Görev 1:
Kaynak metnin "Ruh cesetten, kancalı" ifadesinden "çukur hâlinde karşılayacaktır." ifadesine kadar olan kısmını, "ıslak yünün" yerine "kuru yünün" koyarak yeniden yaz.
Görev 2:
Kaynak metne göre aşağıdaki soruları cevapla:
(a) Metnin başındaki âyet hangi sure ve âyet numaralarıyla gösterilmiştir?
(b) Müslümanın başına inen meleklerin yüzleri neye benzetilir?
(c) Günahkâr kimsenin başına inen meleklerin ellerinde ne vardır?

Kaynak metin:
►

ALLAH’IN DOSTLARINA KORKU YOKTUR
Âyet-i kerîmede buyrulur:
“Bilesiniz ki, Allâh’ın dostlarına korku yoktur; onlar üzülmeyecekler de. Onlar îmân edip takvâya ermiş olanlardır.” (Yûnus, 62-63)
Nasıl ki Allâh’a îman edip takvâ üzere bir kulluk hayatı yaşayan mü’minlere kabirde ve kıyâmette korku ve hüzün olmayacaksa, fânî dünyaya vedâ ânı olan son nefeste de aynı hâl tezâhür edecektir. Zira ebedî âleme açılan ölüm kapısından, herkes mânevî durumuna göre geçecektir. Kimileri gayet kolay, kimileri ise zor ve meşakkatli bir sûrette…
Nitekim bir hadîs-i şerîfte şöyle buyrulmaktadır:
“Müslüman bir kimse âhirete yaklaştığı ve dünyadan ayrılma vakti geldiği zaman, ölüm meleği gelir ve başucuna oturur. Semâdan da melekler inerler; yüzleri güneş gibi parlaktır. Yanlarında Cennet kefenlerinden ve kokularından vardır. O şahsın önüne, baktığı yere otururlar. Ölüm meleği şöyle der:
«‒Ey huzura ermiş nefs! Rabbinin mağfiretine ve rızâsına kavuşmak için çık!»
O da bir su damlasının kaptan aktığı gibi kolaylıkla çıkıverir…
Fâcir (günahkâr) kimseye gelince; o da âhirete yaklaşıp dünyadan ayrılma vakti geldiğinde, ölüm meleği gelir ve başucuna oturur. Semâdan melekler inerler; yüzleri simsiyah ve ellerinde kıldan yapılmış, kaba ve sert giysiler vardır. Önüne, gözünün baktığı yere otururlar. Ölüm meleği:
«‒Ey pis ruh! Allâh’ın hiddet ve gazabına uğramak için çık!» der.
Ruh cesetten, kancalı ve çatallı bir şişin, ıslak yünün içinden çekilip çıkarılması gibi oldukça zor ayrılır. Onunla birlikte vücuttaki bütün damarlar ve sinirler de (sanki) kopar, (o derece ıztırap verir)...” (Bkz. Hâkim, Müstedrek, I, 93-95/107)[1]
CENAB-I HAKK’A VUSLAT
Demek ki ölüm; Allâh’ın müstesnâ bir ikramı olan ömür nîmetini nefsinin esiri, şeytanın oyuncağı olarak ziyan eden kâfir ve fâsıklara, kâbuslarla dolu bir azap yolculuğu olarak çıkacak, kabir onu karanlık bir zindan ve Cehennem çukurlarından bir çukur hâlinde karşılayacaktır.

◄

Nokta yerleştirme kayıtları

►

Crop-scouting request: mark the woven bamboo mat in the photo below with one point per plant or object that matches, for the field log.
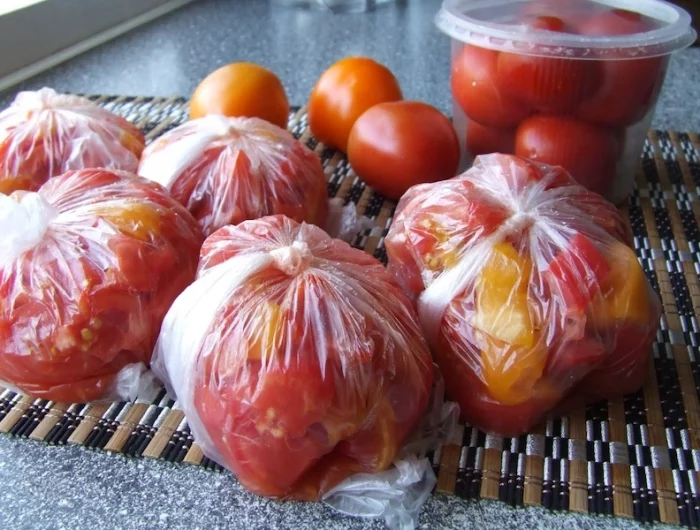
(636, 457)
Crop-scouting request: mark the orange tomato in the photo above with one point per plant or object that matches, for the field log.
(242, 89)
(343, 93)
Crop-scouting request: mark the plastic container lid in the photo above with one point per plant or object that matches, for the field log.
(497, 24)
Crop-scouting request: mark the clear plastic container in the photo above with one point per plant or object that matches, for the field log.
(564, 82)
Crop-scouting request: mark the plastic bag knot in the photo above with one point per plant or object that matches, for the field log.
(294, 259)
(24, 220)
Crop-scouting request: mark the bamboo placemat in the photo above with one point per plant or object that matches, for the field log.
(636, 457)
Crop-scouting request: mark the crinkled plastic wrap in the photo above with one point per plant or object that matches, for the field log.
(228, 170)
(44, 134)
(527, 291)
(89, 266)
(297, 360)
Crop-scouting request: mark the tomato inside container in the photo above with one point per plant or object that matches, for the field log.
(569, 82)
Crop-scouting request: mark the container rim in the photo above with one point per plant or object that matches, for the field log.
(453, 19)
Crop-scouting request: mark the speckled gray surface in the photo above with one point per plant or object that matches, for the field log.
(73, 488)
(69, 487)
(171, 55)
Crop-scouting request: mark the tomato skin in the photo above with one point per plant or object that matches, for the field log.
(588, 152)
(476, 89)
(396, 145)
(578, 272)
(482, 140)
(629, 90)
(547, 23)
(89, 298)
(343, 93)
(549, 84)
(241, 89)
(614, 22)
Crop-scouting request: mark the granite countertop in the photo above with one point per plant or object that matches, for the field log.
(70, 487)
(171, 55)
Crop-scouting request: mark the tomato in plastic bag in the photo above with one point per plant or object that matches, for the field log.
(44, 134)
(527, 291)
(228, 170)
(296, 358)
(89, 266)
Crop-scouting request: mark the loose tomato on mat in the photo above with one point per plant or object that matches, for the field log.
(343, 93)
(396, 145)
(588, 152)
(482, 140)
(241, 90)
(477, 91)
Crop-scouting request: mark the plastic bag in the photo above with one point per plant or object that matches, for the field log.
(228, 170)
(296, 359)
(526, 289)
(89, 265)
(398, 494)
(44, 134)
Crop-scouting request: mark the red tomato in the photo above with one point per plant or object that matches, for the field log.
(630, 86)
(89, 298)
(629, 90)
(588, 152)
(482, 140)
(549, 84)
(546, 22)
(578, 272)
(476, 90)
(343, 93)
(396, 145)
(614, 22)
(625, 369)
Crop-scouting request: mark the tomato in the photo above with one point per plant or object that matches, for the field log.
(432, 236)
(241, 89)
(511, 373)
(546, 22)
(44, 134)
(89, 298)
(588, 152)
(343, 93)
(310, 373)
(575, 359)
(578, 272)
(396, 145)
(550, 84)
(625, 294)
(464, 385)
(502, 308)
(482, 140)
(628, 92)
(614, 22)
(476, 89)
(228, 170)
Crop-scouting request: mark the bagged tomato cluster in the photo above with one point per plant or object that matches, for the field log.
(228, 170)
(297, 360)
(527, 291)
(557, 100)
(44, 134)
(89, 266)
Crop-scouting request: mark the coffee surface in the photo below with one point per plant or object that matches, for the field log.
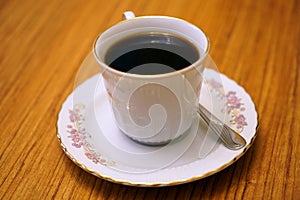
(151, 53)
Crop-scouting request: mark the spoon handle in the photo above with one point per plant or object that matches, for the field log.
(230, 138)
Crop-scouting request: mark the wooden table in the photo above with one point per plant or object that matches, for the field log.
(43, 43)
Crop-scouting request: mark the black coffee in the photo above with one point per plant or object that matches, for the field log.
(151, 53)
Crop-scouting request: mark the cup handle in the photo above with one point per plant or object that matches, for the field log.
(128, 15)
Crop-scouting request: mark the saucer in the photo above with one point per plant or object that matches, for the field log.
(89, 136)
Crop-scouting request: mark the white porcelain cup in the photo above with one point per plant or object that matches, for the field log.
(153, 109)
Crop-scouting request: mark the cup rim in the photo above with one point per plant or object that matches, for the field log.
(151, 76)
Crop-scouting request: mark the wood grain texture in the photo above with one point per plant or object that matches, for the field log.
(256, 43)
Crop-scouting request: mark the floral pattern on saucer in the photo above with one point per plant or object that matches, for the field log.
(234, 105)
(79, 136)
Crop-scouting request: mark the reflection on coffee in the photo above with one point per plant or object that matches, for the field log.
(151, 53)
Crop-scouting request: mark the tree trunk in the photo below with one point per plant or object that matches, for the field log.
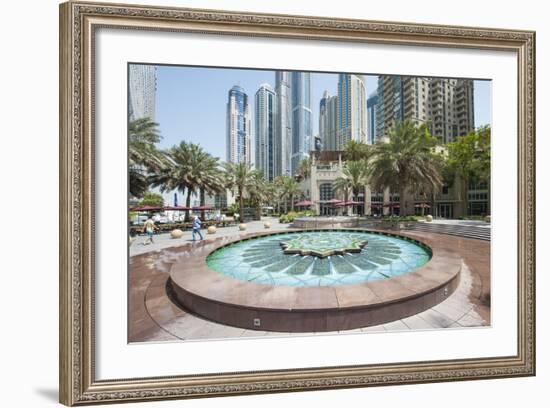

◄

Eksiksiz yanıt 1:
Ruh cesetten, kancalı ve çatallı bir şişin, kuru yünün içinden çekilip çıkarılması gibi oldukça zor ayrılır. Onunla birlikte vücuttaki bütün damarlar ve sinirler de (sanki) kopar, (o derece ıztırap verir)...” (Bkz. Hâkim, Müstedrek, I, 93-95/107)[1]
CENAB-I HAKK’A VUSLAT
Demek ki ölüm; Allâh’ın müstesnâ bir ikramı olan ömür nîmetini nefsinin esiri, şeytanın oyuncağı olarak ziyan eden kâfir ve fâsıklara, kâbuslarla dolu bir azap yolculuğu olarak çıkacak, kabir onu karanlık bir zindan ve Cehennem çukurlarından bir çukur hâlinde karşılayacaktır.

Eksiksiz yanıt 2:
(a) Yûnus, 62-63.
(b) Güneşe; yüzleri güneş gibi parlaktır.
(c) Kıldan yapılmış, kaba ve sert giysiler.